## Task goal
Here the requirement is to repeat every record exactly, in full.

_ _ _

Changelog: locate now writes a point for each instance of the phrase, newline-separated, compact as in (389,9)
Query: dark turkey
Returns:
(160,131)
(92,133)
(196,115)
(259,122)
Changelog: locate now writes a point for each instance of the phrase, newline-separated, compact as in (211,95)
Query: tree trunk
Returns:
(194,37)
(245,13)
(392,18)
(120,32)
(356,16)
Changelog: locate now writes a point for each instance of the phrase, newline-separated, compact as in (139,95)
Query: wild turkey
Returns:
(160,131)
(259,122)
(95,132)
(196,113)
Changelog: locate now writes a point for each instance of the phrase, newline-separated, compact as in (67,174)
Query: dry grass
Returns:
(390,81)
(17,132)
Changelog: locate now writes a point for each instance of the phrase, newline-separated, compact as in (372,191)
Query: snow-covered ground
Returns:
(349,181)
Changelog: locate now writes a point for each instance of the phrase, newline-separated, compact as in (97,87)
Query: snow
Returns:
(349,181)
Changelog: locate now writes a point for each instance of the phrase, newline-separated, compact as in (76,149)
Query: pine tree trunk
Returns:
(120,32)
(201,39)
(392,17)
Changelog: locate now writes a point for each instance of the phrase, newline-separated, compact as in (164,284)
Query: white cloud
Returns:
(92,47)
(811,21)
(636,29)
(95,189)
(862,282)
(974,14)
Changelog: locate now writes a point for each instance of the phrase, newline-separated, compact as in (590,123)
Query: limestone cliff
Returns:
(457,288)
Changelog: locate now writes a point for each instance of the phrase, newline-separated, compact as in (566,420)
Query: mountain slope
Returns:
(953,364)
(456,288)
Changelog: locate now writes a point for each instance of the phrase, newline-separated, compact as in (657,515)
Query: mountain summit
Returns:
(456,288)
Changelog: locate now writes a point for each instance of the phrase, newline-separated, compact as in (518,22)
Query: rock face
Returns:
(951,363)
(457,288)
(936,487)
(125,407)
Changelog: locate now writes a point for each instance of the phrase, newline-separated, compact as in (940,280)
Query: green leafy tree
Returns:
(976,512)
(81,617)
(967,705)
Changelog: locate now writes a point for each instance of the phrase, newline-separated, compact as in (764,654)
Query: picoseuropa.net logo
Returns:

_ _ _

## Exercise response
Changelog: locate now writes a point for each instance of the phrase, newline-separated, compact as in (389,9)
Query: dark turkey
Returns:
(160,131)
(92,133)
(196,115)
(259,122)
Changelog: locate now writes a point for each instance of the phrase, newline-separated, compact as in (211,95)
Query: tree trunk
Returns:
(194,37)
(245,13)
(392,18)
(120,32)
(356,16)
Changelog: locate now writes a point for each instance of the phrase, newline-separated, compact as in (139,95)
Query: wild turkey
Returns:
(160,131)
(259,122)
(95,132)
(196,113)
Changelog: locate now writes a point for each instance of the phrase, newline-separated, compact as in (67,174)
Query: dry grass
Returns:
(390,81)
(17,132)
Changelog: locate now writes a point for each instance of the phrase, newline-separated, compact as in (372,191)
Query: snow-covered ground
Returns:
(349,181)
Changelog: locate now writes a point for each instance of the phrase, newline-separated, compact as in (97,87)
Query: snow
Returns:
(349,181)
Changelog: locate now writes a point for each instance of the phrase, newline-separated, compact as in (76,149)
Query: pine tree trunk
Returns:
(120,32)
(201,39)
(392,17)
Changelog: locate now writes a point for each instance of the phrase, newline-separated, compact as in (164,284)
Query: white cloud
Returns:
(92,47)
(811,21)
(636,29)
(95,189)
(862,282)
(974,14)
Changelog: locate now writes a point for each instance of the phrase, newline-separated, compact as in (590,123)
Query: limestone cliff
Returns:
(457,288)
Changelog: locate now writes a point for each instance of the phrase, newline-separated, compact as in (566,420)
Query: mountain slope
Returns:
(953,364)
(456,288)
Changelog: locate now writes a point for each instance of the phrase, newline-separated, compact as in (657,515)
Query: mountain summit
Returns:
(456,288)
Changelog: locate now writes a point for each instance of the phrase, newline-separated, compact as in (518,22)
Query: rock face
Returns:
(951,363)
(457,288)
(936,487)
(125,407)
Changelog: locate now writes a point for each instance of the phrase, newline-separated, compact as in (940,280)
Query: green leafy tree
Returns:
(976,512)
(81,617)
(967,705)
Changelog: locate now writes a point for each instance of the phrase, newline-separated, compact as in (764,654)
Query: picoseuropa.net logo
Returns:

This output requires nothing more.